Copy out every line below that contains the word "Target".
#### DATASET RECORDS ####
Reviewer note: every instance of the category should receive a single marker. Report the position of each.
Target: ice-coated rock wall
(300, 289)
####
#### DATASET RECORDS ####
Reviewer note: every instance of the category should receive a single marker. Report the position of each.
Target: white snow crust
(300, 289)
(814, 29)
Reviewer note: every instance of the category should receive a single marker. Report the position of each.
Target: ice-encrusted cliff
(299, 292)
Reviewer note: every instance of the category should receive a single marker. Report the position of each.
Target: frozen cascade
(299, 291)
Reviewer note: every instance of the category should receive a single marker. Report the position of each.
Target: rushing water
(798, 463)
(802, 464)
####
§ THE RESULT:
Target: ice-coated rock wall
Target: white snow crust
Target: ice-encrusted cliff
Target: frozen cascade
Target: rushing water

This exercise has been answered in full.